## What to work on
Extract every line of the material below that contains the word "distant", treating uppercase and lowercase letters as different.

#####

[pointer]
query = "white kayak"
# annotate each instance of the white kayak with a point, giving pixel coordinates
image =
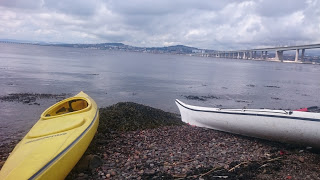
(279, 125)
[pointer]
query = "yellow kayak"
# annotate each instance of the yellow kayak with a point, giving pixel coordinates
(56, 142)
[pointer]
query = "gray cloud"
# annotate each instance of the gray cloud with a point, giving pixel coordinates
(209, 24)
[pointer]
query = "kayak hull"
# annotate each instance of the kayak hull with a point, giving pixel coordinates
(56, 142)
(285, 126)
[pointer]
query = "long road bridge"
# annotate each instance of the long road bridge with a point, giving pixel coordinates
(262, 53)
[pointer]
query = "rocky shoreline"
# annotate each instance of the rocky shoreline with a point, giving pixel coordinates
(139, 142)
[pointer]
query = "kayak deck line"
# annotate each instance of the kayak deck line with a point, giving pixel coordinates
(65, 150)
(250, 114)
(46, 137)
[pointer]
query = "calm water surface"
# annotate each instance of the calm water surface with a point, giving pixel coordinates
(152, 79)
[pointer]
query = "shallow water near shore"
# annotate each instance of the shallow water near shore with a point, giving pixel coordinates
(151, 79)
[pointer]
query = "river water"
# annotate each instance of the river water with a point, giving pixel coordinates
(151, 79)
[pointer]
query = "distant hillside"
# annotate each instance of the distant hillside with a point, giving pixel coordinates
(177, 49)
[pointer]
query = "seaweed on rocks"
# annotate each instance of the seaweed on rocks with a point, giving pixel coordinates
(129, 116)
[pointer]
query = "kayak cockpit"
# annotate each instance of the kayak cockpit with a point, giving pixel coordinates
(75, 104)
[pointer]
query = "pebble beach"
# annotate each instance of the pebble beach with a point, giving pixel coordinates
(139, 142)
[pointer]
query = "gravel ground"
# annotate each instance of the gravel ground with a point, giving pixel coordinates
(186, 152)
(173, 150)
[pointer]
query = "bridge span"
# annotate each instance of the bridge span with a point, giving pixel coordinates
(262, 53)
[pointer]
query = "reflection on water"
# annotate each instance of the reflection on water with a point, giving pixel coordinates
(152, 79)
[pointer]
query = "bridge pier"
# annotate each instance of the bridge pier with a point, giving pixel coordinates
(297, 56)
(254, 54)
(279, 56)
(302, 54)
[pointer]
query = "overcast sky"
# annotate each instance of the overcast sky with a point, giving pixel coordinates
(211, 24)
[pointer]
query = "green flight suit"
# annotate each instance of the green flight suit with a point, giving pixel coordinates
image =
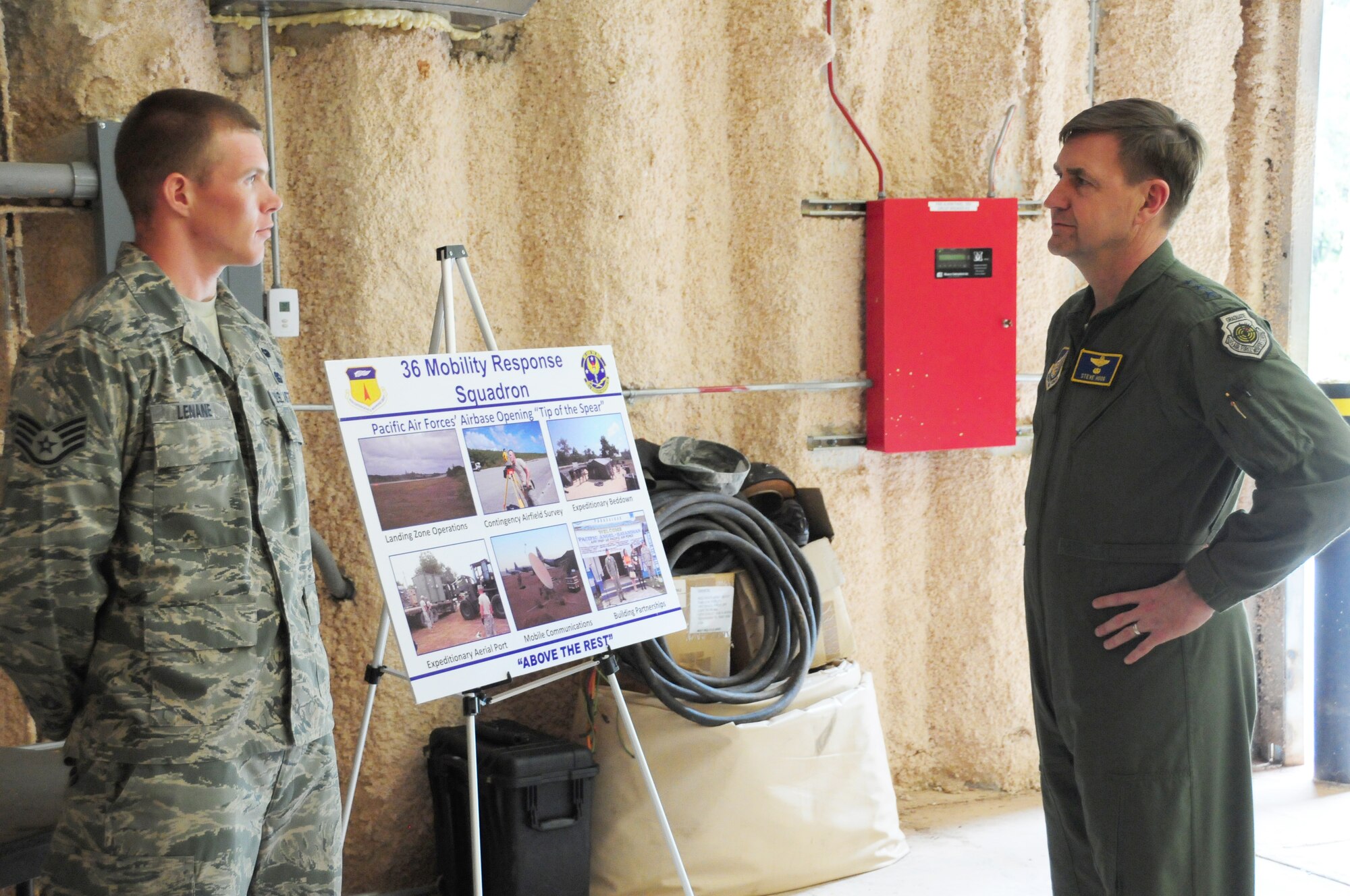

#####

## Answer to this task
query = "distant hillside"
# annotate each instance of the distant hillside with a point, giving pixel coordinates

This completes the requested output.